Index | Thread | Search

From:
Kirill A. Korinsky <kirill@korins.ky>
Subject:
Re: Reworking VMM's nested paging & guest memory (de-vmspace-ification)
To:
Dave Voutila <dv@sisu.io>
Cc:
tech@openbsd.org, mlarkin@openbsd.org
Date:
Tue, 15 Apr 2025 22:47:07 +0200

Download raw body.

Thread
On Tue, 15 Apr 2025 02:18:46 +0200,
Dave Voutila <dv@sisu.io> wrote:
> 
> tl;dr: testers wanted on a variety of hardware where you run
> vmm/vmd. This needs *both* building a new kernel *and* vmd.
>

Works well on:

cpu0 at mainbus0: apid 0 (boot processor)
cpu0: Intel(R) Core(TM) i5-10210U CPU @ 1.60GHz, 3292.33 MHz, 06-8e-0c, patch 000000fc
cpu0: cpuid 1 edx=bfebfbff<FPU,VME,DE,PSE,TSC,MSR,PAE,MCE,CX8,APIC,SEP,MTRR,PGE,MCA,CMOV,PAT,PSE36,CFLUSH,DS,ACPI,MMX,FXSR,SSE,SSE2,SS,HTT,TM,PBE> ecx=77fafbbf<SSE3,PCLMUL,DTES64,MWAIT,DS-CPL,VMX,EST,TM2,SSSE3,SDBG,FMA3,CX16,xTPR,PDCM,PCID,SSE4.1,SSE4.2,x2APIC,MOVBE,POPCNT,DEADLINE,AES,XSAVE,AVX,F16C,RDRAND>
cpu0: cpuid 6 eax=27f7<SENSOR,ARAT> ecx=9<EFFFREQ>
cpu0: cpuid 7.0 ebx=29c67af<FSGSBASE,TSC_ADJUST,SGX,BMI1,AVX2,SMEP,BMI2,ERMS,INVPCID,MPX,RDSEED,ADX,SMAP,CLFLUSHOPT,PT> edx=bc000600<SRBDS_CTRL,MD_CLEAR,IBRS,IBPB,STIBP,L1DF,SSBD>
cpu0: cpuid a vers=4, gp=4, gpwidth=48, ff=3, ffwidth=48
cpu0: cpuid d.1 eax=f<XSAVEOPT,XSAVEC,XGETBV1,XSAVES>
cpu0: cpuid 80000001 edx=2c100800<NXE,PAGE1GB,RDTSCP,LONG> ecx=121<LAHF,ABM,3DNOWP>
cpu0: cpuid 80000007 edx=100<ITSC>
cpu0: msr 10a=a0a0c2b<IBRS_ALL,SKIP_L1DFL,MDS_NO,MISC_PKG_CT,ENERGY_FILT,FB_CLEAR,RRSBA,GDS_CTRL,RFDS_NO>
cpu0: 32KB 64b/line 8-way D-cache, 32KB 64b/line 8-way I-cache, 256KB 64b/line 4-way L2 cache, 6MB 64b/line 12-way L3 cache
cpu0: smt 0, core 0, package 0


> Today, vmm uses a UVM vmspace to represent both the nested page table
> (pmap) for the guest as well as guest memory in the form of amap's
> within the vmspace's map. This has sort of worked, but I've been hunting
> constant issues related to vmm triggering uvm_map_teardown inside vmm.
> 
> In short, using a full blown UVM vmspace to represent a guest makes us
> do some funky things that are not typical in other hypervisors and leads
> to some lifecycle headaches:
> 
>  1. vmm faults pages into the vmspace's map, which is shared via a
>     uvm_share() function to share map entries into a target process's
>     own address space. (This uvm_share() function exists *only* for vmm
>     to assist in sharing guest memory between vmm's vmspace in the
>     kernel and the vmd process's address space.)

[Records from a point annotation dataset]

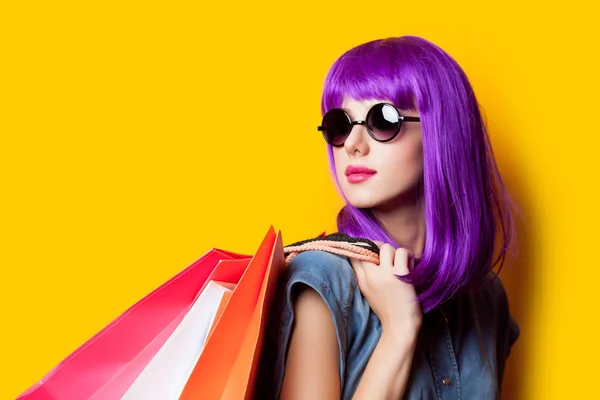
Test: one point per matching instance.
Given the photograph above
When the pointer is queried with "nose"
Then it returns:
(358, 140)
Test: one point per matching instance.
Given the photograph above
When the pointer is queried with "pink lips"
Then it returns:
(358, 173)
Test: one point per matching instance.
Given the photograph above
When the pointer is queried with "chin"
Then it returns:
(376, 199)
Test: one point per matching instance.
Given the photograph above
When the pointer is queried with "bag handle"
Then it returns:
(336, 243)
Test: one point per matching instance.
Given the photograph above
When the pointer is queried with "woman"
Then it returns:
(410, 153)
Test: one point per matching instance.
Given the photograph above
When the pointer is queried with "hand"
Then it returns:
(392, 300)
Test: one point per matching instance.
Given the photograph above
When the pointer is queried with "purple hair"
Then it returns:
(462, 190)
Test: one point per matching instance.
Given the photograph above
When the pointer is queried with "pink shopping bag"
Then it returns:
(106, 365)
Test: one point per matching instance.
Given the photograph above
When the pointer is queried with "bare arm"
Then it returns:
(312, 366)
(388, 369)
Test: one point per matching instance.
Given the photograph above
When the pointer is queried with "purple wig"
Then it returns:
(462, 191)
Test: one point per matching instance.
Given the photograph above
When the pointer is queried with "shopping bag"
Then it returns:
(166, 374)
(228, 364)
(106, 365)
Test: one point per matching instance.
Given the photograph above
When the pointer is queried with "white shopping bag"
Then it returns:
(169, 370)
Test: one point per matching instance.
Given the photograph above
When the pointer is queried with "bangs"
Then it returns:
(374, 70)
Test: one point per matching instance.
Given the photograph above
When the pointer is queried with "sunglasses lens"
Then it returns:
(384, 122)
(336, 127)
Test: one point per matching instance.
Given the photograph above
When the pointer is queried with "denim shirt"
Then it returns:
(461, 350)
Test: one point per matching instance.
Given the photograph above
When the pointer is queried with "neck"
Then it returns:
(405, 223)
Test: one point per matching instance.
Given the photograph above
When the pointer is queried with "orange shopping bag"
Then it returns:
(228, 364)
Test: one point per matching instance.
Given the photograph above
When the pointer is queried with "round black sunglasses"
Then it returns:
(383, 124)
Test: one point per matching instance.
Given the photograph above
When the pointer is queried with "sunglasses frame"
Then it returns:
(401, 119)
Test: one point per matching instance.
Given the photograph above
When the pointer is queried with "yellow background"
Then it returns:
(135, 136)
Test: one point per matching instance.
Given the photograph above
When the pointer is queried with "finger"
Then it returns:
(386, 256)
(401, 260)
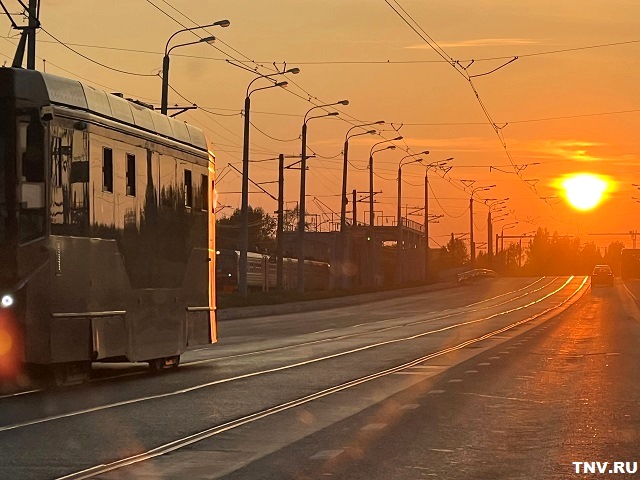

**Stated exercise 1**
Can you collect every line of the rows that contains the string "purple", treating upper and lower case as different?
**Stated exercise 2**
Could you pick up the message about vmm's nested paging after its last line and continue it?
The rows have no connection to the message about vmm's nested paging.

**Task answer 1**
When the pointer is queried with "purple hair"
When the pointer is queried with "purple wig"

**Task answer 2**
> 
>  2. This also forces use of uvm_share() for vmd child processes that
>     need r/w access to guest memory, such as the virtio block/network
>     emulation.
> 
>  3. Teardown/cleanup means vmm's vmspace may or may not outlive the vmd
>     process with which it's sharing mappings.
> 
> Now that vmd is multi-process for guest emulation, the extra abstraction
> is simply a burden and increases the surface area to hunt for the source
> of bugs. Plus, vmm is relying on a UVM function no other kernel system
> uses making it a bit of a snowflake.
> 
> This diff removes the use of a vmspace by:
> 
>  1. creating and managing a pmap directly for representing the nested
>     page tables (i.e. EPT page tables on Intel) and using pmap_extract /
>     pmap_enter / pmap_remove for working with them.
> 
>  2. creates and manages UVM aobjs to represent each slot/range of guest
>     memory with an explicit size provided at creation time. These are
>     uvm_map()'d into userland vmd processes and no use of uvm_share() is
>     needed.
> 
>  3. cleanup is simplified to dropping a refcount on the aobjs, wiping
>     page table entries in the pmap, and then a pmap_destroy.
> 
> The major changes are in vm_create, vm_teardown, svm_fault_page, and
> vmx_fault_page functions. There's some tidying that can be done
> afterwards.
> 
> I've been stress testing this on one of the most cursed Intel machines
> that is good at finding race conditions. I've also tested it lightly on
> an AMD machine I own to validate SVM, so more tests are very welcome at
> this point.
> 
> OKs welcome, but I'd prefer some test reports before looking to commit,
> but since we're recently unlocked from release prep, I'd prefer sooner
> rather than later.
> 
> Note: this doesn't nuke uvm_share(), but that can come afterwards if
> this lands and nobody needs/wants it.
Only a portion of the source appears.